TASK:
Reproduce, word for word, the lines of the listing below, from the line that contains "Your task: a point for each instance of the distant" through the final line of the listing.

Data drawn from a collection:

------------

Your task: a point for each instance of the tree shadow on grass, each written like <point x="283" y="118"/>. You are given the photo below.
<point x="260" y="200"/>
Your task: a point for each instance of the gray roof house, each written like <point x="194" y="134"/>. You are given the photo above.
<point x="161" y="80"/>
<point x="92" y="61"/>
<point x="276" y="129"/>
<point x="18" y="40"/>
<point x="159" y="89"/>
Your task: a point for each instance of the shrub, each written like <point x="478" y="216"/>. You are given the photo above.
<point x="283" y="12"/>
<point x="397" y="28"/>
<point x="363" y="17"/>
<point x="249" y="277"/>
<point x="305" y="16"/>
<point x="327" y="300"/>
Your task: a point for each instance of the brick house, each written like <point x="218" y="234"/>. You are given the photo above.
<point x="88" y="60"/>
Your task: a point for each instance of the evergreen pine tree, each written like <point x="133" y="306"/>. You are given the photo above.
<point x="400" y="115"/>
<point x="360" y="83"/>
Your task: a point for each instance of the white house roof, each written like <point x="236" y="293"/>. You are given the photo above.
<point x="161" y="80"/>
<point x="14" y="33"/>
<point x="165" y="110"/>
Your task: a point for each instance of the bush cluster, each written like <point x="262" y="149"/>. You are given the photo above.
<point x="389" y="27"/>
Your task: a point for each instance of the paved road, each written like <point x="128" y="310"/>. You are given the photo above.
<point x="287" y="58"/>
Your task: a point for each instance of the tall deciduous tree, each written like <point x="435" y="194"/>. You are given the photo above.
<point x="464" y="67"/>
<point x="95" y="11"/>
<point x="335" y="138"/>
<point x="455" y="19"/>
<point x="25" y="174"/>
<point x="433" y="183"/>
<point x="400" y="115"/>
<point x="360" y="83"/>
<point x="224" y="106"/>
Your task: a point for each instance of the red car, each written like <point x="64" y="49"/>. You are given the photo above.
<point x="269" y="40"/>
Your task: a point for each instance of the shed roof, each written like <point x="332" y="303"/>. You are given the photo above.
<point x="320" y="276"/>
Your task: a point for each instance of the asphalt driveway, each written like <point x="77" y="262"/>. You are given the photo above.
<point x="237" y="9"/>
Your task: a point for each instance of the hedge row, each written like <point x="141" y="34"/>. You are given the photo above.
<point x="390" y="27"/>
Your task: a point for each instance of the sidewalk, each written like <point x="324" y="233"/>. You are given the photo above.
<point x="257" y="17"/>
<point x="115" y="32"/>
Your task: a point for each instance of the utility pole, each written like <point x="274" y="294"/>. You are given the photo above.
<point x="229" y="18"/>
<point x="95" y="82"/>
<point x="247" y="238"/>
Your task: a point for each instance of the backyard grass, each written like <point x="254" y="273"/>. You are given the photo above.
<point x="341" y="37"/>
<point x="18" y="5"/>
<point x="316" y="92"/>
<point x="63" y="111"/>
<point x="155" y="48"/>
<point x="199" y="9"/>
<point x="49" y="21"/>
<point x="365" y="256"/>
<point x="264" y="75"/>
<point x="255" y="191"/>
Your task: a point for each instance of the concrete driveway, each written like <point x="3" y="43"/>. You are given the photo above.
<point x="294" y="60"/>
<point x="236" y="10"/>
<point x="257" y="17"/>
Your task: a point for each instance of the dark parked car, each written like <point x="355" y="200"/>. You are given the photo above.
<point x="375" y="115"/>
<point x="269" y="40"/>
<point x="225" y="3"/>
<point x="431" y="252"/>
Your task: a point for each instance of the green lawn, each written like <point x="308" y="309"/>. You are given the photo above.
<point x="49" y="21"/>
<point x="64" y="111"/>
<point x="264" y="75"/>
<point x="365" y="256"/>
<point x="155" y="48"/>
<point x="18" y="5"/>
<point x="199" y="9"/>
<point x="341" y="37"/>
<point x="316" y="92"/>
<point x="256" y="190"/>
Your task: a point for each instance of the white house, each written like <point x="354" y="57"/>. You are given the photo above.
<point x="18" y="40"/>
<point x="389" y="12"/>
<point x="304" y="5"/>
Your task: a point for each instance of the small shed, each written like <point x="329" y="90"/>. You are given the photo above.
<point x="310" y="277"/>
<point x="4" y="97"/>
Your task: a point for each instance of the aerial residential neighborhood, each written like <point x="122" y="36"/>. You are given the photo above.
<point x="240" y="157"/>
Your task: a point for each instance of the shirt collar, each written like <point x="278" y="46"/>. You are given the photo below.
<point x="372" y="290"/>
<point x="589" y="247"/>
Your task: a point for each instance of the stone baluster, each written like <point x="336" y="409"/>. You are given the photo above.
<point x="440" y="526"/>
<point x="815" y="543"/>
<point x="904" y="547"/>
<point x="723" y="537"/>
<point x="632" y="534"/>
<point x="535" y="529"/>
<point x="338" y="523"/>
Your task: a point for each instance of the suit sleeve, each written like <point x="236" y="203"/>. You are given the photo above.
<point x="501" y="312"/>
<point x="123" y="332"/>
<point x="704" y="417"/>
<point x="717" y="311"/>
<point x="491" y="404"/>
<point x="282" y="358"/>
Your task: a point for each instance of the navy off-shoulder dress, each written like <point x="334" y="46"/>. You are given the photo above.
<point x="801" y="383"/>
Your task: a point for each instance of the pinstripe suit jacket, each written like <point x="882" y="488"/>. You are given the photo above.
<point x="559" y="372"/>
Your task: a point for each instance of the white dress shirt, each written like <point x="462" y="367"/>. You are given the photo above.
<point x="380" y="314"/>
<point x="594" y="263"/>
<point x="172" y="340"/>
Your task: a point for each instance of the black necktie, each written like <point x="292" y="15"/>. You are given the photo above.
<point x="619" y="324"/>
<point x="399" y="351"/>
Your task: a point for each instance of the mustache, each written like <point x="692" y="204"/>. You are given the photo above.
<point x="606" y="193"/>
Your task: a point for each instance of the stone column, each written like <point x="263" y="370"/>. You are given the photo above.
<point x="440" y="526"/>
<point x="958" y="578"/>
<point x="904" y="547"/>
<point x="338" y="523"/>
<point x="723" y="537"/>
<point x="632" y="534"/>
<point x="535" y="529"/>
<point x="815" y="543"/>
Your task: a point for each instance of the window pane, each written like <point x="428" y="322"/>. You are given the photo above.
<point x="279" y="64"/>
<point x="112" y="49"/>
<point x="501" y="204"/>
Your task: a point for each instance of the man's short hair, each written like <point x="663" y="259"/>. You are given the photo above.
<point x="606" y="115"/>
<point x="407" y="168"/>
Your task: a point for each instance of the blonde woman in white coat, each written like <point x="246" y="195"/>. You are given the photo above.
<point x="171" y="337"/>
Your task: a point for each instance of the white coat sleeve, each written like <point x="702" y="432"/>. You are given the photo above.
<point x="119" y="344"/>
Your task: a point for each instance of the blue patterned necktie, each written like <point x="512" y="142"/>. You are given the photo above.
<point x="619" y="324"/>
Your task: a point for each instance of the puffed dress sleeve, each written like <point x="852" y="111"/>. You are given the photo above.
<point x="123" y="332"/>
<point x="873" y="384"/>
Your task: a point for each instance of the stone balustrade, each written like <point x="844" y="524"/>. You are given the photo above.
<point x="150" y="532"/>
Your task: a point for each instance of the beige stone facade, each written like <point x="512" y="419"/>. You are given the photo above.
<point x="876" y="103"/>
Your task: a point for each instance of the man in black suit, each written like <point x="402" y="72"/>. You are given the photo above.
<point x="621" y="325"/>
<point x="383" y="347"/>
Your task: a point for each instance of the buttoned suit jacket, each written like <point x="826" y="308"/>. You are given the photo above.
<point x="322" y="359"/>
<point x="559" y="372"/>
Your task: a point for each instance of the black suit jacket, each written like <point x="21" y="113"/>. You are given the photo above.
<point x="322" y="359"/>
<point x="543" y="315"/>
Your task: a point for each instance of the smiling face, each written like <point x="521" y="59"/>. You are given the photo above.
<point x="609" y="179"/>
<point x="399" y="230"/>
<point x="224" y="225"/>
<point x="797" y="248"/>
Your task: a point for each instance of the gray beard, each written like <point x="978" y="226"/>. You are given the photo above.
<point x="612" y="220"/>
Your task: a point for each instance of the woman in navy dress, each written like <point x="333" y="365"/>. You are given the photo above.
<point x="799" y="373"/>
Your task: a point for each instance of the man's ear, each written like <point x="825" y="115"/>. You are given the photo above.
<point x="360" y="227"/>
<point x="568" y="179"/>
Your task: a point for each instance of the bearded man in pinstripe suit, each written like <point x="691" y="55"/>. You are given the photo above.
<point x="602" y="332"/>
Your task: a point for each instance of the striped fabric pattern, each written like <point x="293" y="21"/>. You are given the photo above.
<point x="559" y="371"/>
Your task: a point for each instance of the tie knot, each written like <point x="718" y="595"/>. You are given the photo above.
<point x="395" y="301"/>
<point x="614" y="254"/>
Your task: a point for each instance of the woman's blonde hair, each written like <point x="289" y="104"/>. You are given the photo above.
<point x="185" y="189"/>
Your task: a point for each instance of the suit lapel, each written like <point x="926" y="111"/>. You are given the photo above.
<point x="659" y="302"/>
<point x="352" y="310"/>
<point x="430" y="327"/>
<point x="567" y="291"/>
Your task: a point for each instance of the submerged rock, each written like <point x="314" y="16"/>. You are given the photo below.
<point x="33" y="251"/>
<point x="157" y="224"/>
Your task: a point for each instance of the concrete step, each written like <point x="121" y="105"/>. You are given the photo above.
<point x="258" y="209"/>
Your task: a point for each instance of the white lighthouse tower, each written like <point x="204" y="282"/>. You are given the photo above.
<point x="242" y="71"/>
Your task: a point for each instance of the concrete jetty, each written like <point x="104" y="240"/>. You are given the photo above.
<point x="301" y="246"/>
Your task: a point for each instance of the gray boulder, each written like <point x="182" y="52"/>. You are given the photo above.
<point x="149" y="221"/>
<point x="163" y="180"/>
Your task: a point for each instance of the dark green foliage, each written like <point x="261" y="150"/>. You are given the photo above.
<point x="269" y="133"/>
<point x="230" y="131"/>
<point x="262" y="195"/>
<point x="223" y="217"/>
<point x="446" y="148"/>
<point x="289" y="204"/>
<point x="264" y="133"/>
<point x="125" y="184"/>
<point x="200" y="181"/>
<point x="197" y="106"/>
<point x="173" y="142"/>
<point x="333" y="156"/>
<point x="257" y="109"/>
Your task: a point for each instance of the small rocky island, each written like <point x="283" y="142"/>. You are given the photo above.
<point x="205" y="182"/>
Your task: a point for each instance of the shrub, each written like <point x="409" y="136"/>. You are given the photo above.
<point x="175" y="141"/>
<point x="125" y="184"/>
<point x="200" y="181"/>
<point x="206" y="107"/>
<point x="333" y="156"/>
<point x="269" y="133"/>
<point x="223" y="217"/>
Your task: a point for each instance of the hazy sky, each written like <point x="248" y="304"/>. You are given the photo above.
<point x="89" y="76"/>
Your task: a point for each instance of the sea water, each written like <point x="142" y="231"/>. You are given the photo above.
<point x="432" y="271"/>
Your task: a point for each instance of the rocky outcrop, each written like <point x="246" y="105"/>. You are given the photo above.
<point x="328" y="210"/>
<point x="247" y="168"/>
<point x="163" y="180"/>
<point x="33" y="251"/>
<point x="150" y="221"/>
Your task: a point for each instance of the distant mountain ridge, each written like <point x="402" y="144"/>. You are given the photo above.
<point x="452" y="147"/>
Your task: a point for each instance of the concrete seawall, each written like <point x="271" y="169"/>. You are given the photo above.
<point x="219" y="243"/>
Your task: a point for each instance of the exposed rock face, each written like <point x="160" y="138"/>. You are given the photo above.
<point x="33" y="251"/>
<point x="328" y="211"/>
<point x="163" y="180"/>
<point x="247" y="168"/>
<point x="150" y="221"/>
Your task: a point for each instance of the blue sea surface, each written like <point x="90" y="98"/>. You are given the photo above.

------------

EXERCISE ANSWER:
Your task: a point for each instance of the distant mountain ridge, each written like <point x="402" y="144"/>. You are given the photo above.
<point x="452" y="147"/>
Your task: a point for each instance of the concrete seawall, each written like <point x="271" y="169"/>. You are given the photo above.
<point x="219" y="243"/>
Your task: a point for each instance of the exposed rock face, each written like <point x="160" y="138"/>. You are given the photo above.
<point x="33" y="251"/>
<point x="328" y="211"/>
<point x="163" y="180"/>
<point x="247" y="168"/>
<point x="150" y="221"/>
Your task: a point for each instance of the blue sea surface, each written like <point x="90" y="98"/>. You are given the photo above.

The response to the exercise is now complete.